*** 본문 ***

상수 \(n!/(n-r)!\) 는 inference 무관 → 식 (3.5.1) 와 비례.

2.6 Random Censoring (Klein Example 3.10)

2.6.1 Joint Distribution

\(X \perp C_r\) 이라 가정. \(X\) 의 분포 \((f, S)\), \(C_r\) 의 분포 \((g, G)\).

\[ \Pr[T_i = t, \delta_i = 0] = \frac{d}{dt} \int_0^t \int_v^\infty f(u) g(v)\, du\, dv = \frac{d}{dt} \int_0^t S(v) g(v)\, dv = S(t) g(t) \]

(부분적 적분.)

마찬가지로:

\[ \Pr[T_i = t, \delta_i = 1] = f(t) G(t) \]

2.6.2 Likelihood (식 3.5.5)

*** 기록 자료 ***

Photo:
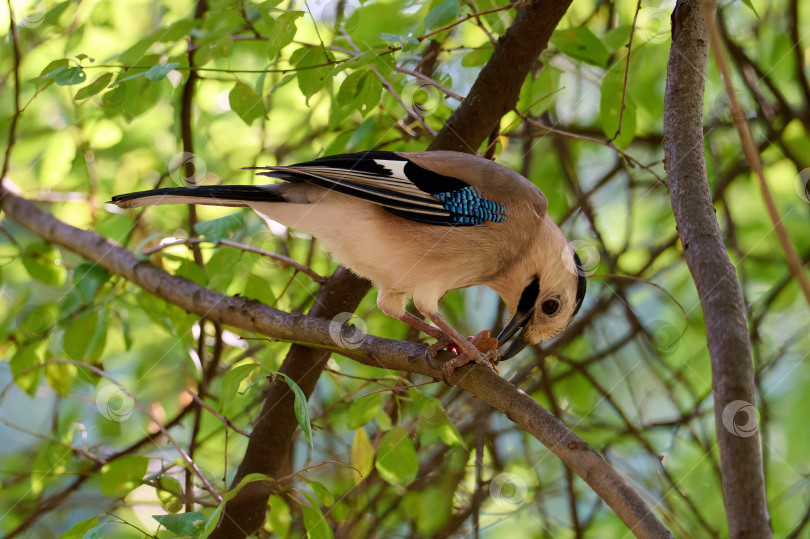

***

→ **과제 목표**:
[1] 본문에서 \(X\)와 \(C_r\)의 관계에 대해 무엇을 가정하나요?
[2] 본문에서 "2.6.1 Joint Distribution"부터 "Likelihood (식 3.5.5)"까지 전부 그대로 출력하세요.
답은 본문만 보고 작성하세요.

→ **예상 답변**:
[1] \(X\)와 \(C_r\)이 서로 독립(\(X \perp C_r\))이라고 가정합니다.

[2]
2.6.1 Joint Distribution

\(X \perp C_r\) 이라 가정. \(X\) 의 분포 \((f, S)\), \(C_r\) 의 분포 \((g, G)\).

\[ \Pr[T_i = t, \delta_i = 0] = \frac{d}{dt} \int_0^t \int_v^\infty f(u) g(v)\, du\, dv = \frac{d}{dt} \int_0^t S(v) g(v)\, dv = S(t) g(t) \]

(부분적 적분.)

마찬가지로:

\[ \Pr[T_i = t, \delta_i = 1] = f(t) G(t) \]

2.6.2 Likelihood (식 3.5.5)